* _Records of labeled points_
★ ★ ★
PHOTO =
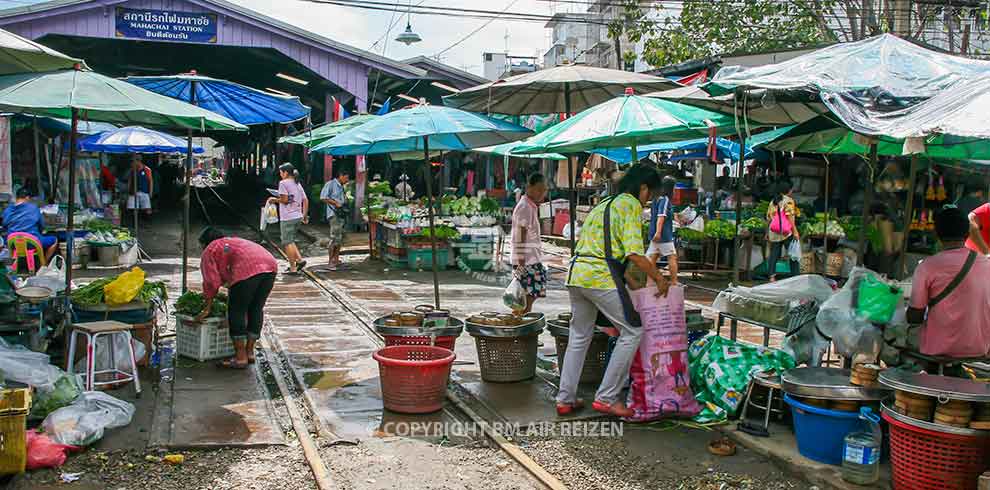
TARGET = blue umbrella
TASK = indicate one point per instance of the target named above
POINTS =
(135, 139)
(235, 101)
(423, 128)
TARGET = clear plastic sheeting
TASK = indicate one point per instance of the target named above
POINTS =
(772, 303)
(867, 83)
(853, 335)
(84, 421)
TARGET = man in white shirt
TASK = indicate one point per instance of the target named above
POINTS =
(527, 255)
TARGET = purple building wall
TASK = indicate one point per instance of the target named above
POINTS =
(96, 19)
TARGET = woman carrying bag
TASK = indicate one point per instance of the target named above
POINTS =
(782, 216)
(611, 239)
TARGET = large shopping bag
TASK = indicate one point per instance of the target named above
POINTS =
(661, 382)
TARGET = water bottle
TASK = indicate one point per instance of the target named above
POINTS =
(861, 451)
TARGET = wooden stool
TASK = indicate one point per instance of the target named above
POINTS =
(93, 331)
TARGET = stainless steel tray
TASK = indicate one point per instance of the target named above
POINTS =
(921, 424)
(535, 324)
(827, 383)
(944, 388)
(454, 328)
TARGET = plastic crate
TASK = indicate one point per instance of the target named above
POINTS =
(423, 258)
(202, 341)
(14, 407)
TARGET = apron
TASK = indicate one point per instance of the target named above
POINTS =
(616, 268)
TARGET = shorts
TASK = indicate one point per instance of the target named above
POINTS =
(288, 230)
(533, 278)
(663, 249)
(336, 230)
(143, 200)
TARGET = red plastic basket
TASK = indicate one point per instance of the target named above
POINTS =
(446, 341)
(414, 377)
(923, 459)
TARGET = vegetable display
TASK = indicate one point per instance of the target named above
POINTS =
(191, 303)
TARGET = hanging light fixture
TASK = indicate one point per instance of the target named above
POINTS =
(408, 37)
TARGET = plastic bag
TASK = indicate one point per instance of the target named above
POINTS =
(84, 422)
(661, 383)
(794, 250)
(514, 296)
(43, 452)
(66, 389)
(124, 288)
(876, 300)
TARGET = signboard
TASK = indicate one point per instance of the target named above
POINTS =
(165, 25)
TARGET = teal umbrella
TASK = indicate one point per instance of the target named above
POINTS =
(421, 128)
(81, 94)
(627, 121)
(324, 132)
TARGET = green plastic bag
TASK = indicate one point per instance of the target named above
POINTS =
(876, 300)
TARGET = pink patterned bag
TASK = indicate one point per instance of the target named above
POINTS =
(661, 383)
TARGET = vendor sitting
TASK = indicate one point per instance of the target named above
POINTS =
(24, 217)
(953, 289)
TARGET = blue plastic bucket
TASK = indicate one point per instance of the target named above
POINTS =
(820, 432)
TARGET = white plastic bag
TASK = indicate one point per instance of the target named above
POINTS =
(794, 250)
(514, 296)
(83, 422)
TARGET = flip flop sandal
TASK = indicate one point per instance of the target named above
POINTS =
(231, 364)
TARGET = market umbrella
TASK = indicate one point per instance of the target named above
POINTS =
(240, 103)
(626, 121)
(421, 128)
(21, 55)
(319, 134)
(135, 139)
(564, 89)
(82, 94)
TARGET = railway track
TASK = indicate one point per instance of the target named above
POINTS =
(304, 426)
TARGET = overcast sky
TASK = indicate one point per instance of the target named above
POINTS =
(362, 28)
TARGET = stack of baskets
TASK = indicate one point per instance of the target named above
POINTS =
(14, 407)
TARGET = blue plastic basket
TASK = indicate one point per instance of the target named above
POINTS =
(821, 432)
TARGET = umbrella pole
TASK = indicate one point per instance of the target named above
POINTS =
(867, 204)
(433, 235)
(570, 174)
(908, 217)
(70, 222)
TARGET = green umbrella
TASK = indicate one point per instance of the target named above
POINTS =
(81, 94)
(626, 121)
(321, 133)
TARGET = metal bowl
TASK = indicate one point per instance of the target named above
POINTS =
(532, 323)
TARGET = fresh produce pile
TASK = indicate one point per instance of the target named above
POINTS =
(721, 229)
(191, 303)
(152, 293)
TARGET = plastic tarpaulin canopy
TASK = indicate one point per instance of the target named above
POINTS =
(547, 91)
(20, 55)
(101, 98)
(726, 149)
(758, 108)
(324, 132)
(447, 128)
(242, 104)
(506, 149)
(859, 81)
(135, 139)
(825, 134)
(626, 121)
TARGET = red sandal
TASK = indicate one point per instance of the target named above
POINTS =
(564, 409)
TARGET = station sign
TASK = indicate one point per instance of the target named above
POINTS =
(166, 25)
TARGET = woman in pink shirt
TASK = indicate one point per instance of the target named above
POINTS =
(248, 272)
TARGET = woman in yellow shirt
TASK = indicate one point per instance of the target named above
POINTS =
(611, 237)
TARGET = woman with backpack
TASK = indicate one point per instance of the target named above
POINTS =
(782, 215)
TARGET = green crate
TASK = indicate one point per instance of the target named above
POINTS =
(417, 258)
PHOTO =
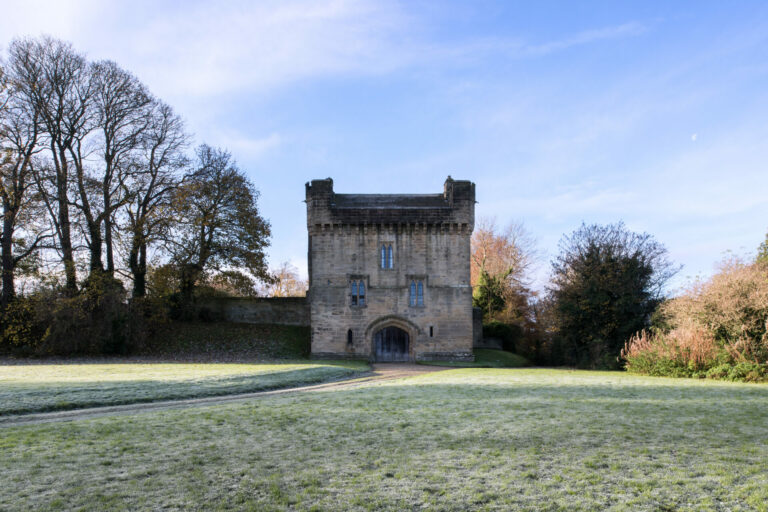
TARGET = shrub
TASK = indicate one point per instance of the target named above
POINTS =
(717, 328)
(96, 321)
(509, 334)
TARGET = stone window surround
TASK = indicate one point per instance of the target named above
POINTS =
(387, 255)
(365, 282)
(417, 278)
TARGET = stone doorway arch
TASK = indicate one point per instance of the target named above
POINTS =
(391, 345)
(392, 339)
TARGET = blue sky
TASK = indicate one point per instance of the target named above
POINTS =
(654, 113)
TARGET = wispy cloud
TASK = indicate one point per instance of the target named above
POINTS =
(586, 37)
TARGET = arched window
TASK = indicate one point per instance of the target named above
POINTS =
(353, 292)
(416, 293)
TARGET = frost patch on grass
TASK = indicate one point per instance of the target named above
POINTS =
(469, 439)
(41, 387)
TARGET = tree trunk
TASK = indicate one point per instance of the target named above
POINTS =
(137, 261)
(67, 254)
(108, 244)
(95, 232)
(9, 291)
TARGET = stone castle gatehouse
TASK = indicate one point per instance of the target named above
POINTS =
(389, 273)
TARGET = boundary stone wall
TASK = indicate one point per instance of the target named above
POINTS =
(258, 310)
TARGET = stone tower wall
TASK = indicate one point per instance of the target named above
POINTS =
(430, 237)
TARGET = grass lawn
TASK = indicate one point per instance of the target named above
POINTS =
(47, 387)
(486, 358)
(479, 439)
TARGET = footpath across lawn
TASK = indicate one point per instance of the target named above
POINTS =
(47, 387)
(465, 439)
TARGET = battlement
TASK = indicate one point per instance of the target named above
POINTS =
(455, 205)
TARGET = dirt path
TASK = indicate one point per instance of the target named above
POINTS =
(379, 372)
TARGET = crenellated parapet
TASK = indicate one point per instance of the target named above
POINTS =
(453, 209)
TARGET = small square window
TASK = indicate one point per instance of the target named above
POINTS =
(416, 293)
(357, 292)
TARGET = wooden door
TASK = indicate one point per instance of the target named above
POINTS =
(391, 345)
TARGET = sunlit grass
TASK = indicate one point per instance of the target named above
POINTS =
(468, 439)
(43, 387)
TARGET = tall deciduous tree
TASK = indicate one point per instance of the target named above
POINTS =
(149, 212)
(22, 229)
(606, 282)
(123, 113)
(52, 79)
(217, 222)
(501, 260)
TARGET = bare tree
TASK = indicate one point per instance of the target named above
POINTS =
(22, 230)
(152, 185)
(54, 81)
(122, 115)
(217, 222)
(287, 282)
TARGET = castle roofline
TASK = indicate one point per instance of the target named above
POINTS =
(389, 201)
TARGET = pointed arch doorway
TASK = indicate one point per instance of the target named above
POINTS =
(391, 344)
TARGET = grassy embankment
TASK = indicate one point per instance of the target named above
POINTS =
(260, 350)
(486, 358)
(465, 439)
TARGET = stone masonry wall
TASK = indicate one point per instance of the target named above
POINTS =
(277, 310)
(436, 252)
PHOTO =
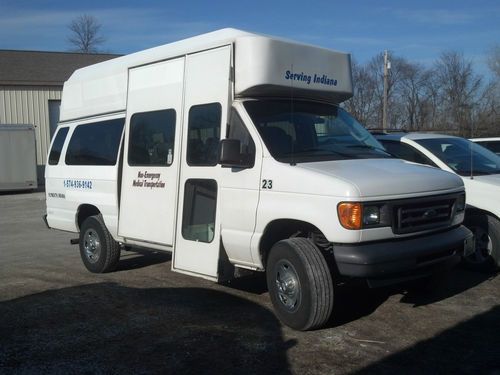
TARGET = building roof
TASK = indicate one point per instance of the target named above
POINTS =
(38, 68)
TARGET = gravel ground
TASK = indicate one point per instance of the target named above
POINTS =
(58, 318)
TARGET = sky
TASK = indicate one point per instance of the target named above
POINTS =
(417, 30)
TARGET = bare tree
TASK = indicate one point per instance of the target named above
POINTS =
(460, 88)
(362, 104)
(85, 34)
(494, 60)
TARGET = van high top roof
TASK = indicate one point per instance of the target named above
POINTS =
(261, 66)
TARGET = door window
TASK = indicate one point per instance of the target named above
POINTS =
(237, 130)
(198, 218)
(203, 134)
(152, 136)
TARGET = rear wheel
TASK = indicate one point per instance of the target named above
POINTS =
(486, 229)
(99, 251)
(300, 284)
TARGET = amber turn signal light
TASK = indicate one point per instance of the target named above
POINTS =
(350, 215)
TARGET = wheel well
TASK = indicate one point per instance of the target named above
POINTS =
(84, 211)
(281, 229)
(477, 211)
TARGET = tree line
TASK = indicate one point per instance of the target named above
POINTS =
(448, 97)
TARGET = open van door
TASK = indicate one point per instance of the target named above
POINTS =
(149, 186)
(207, 91)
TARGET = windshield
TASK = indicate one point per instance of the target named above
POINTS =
(302, 131)
(463, 156)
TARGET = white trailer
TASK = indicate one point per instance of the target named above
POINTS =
(17, 158)
(229, 150)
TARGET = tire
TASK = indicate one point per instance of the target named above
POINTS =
(99, 251)
(486, 229)
(307, 301)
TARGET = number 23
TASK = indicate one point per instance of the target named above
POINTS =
(267, 184)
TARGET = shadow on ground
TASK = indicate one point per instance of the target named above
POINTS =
(108, 328)
(471, 347)
(139, 259)
(353, 302)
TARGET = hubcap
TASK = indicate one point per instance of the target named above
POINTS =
(288, 285)
(484, 246)
(92, 245)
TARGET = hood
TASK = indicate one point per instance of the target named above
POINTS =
(387, 177)
(483, 191)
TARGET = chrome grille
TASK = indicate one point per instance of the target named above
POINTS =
(424, 215)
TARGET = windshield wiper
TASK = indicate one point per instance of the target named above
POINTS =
(369, 147)
(324, 150)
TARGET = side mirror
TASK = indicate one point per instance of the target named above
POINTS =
(229, 154)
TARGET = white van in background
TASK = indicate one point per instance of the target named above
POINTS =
(229, 150)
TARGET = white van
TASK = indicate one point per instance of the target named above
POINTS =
(479, 169)
(229, 150)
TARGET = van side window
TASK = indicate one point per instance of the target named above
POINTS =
(237, 130)
(407, 152)
(152, 136)
(198, 217)
(95, 143)
(203, 134)
(55, 151)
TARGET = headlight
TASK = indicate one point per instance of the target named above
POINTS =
(350, 215)
(461, 203)
(355, 215)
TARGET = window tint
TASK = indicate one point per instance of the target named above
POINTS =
(406, 152)
(95, 143)
(491, 145)
(152, 136)
(303, 131)
(463, 156)
(204, 134)
(198, 217)
(55, 152)
(237, 130)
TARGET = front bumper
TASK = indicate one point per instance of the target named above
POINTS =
(403, 256)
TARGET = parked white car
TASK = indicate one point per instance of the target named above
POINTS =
(480, 171)
(491, 143)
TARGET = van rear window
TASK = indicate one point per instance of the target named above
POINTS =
(55, 151)
(96, 143)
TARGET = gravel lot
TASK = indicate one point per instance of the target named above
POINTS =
(58, 318)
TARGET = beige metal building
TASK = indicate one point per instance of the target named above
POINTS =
(31, 84)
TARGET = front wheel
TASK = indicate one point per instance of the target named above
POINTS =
(486, 231)
(300, 284)
(99, 251)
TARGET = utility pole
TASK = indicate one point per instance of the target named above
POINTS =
(387, 66)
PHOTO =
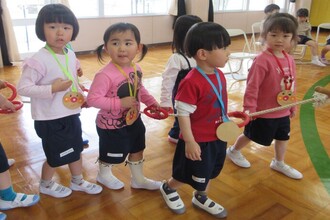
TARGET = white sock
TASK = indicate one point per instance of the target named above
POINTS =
(137, 171)
(78, 179)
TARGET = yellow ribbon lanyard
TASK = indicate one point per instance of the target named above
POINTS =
(65, 69)
(131, 92)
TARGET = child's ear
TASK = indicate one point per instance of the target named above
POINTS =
(140, 48)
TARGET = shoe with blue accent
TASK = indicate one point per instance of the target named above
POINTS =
(19, 201)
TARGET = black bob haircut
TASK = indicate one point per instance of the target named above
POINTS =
(53, 13)
(207, 36)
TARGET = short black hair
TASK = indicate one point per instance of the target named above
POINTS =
(271, 7)
(181, 27)
(302, 12)
(56, 13)
(205, 35)
(280, 22)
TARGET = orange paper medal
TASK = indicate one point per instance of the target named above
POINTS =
(73, 100)
(131, 116)
(286, 97)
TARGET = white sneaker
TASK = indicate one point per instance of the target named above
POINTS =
(286, 170)
(173, 200)
(147, 184)
(324, 60)
(110, 181)
(87, 187)
(11, 161)
(19, 201)
(238, 158)
(57, 190)
(318, 62)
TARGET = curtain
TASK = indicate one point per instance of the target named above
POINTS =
(8, 42)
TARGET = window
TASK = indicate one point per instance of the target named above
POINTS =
(243, 5)
(24, 13)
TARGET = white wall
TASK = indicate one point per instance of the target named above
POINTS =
(153, 29)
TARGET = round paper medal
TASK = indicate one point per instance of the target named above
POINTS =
(73, 100)
(131, 116)
(286, 97)
(228, 132)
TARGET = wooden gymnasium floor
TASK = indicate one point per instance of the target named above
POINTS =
(254, 193)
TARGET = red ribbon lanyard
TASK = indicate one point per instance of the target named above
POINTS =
(287, 78)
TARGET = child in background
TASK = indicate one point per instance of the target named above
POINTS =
(305, 36)
(269, 10)
(201, 102)
(325, 50)
(9, 199)
(177, 62)
(5, 104)
(271, 79)
(50, 78)
(117, 91)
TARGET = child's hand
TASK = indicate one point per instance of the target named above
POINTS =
(80, 72)
(128, 102)
(193, 151)
(61, 85)
(7, 105)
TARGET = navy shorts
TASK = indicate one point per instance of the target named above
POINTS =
(61, 139)
(198, 173)
(264, 130)
(4, 166)
(116, 144)
(303, 39)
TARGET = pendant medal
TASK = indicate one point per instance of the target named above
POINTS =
(131, 116)
(73, 100)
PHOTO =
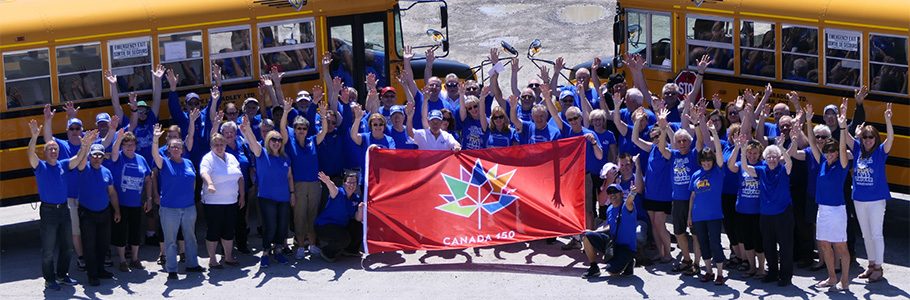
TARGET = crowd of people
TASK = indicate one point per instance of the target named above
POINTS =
(746, 167)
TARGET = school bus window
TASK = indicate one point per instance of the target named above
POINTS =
(799, 50)
(182, 52)
(131, 62)
(757, 49)
(230, 49)
(888, 63)
(712, 36)
(79, 72)
(842, 57)
(27, 78)
(661, 41)
(289, 45)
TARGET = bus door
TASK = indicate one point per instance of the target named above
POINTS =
(358, 46)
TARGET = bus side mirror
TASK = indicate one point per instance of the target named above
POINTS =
(443, 17)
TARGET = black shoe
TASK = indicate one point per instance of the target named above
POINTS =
(196, 269)
(593, 271)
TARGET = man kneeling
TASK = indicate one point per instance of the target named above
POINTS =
(619, 227)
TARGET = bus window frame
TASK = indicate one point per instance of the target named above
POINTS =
(216, 56)
(710, 44)
(649, 14)
(870, 62)
(49, 77)
(299, 46)
(740, 49)
(161, 61)
(101, 70)
(153, 45)
(783, 51)
(862, 55)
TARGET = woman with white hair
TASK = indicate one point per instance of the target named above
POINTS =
(776, 220)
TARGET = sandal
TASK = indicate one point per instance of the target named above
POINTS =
★ ★ ★
Copy verbatim the lines beginning with the one that contains "TARGET = black shoe" and continuing through the last line of the records above.

* _REPLY TO THE EXERCISE_
TARGET = black shoe
TASK = indicate one point per instance of the target named above
POINTS =
(196, 269)
(593, 271)
TARGET = man kneeling
TASK = indicate one point per instance of the target named above
POINTS =
(619, 227)
TARGET = bus window frame
TASK = indicate one point per instance of the target named above
POINTS =
(216, 56)
(710, 44)
(649, 14)
(870, 62)
(49, 77)
(299, 46)
(740, 49)
(161, 61)
(101, 70)
(153, 45)
(783, 51)
(862, 55)
TARGET = woman with white hair
TASK = indicate one point per instance of the target named above
POINTS =
(776, 220)
TARGET = sandal
TASK = indicate one point per instance of the target named above
POINTS =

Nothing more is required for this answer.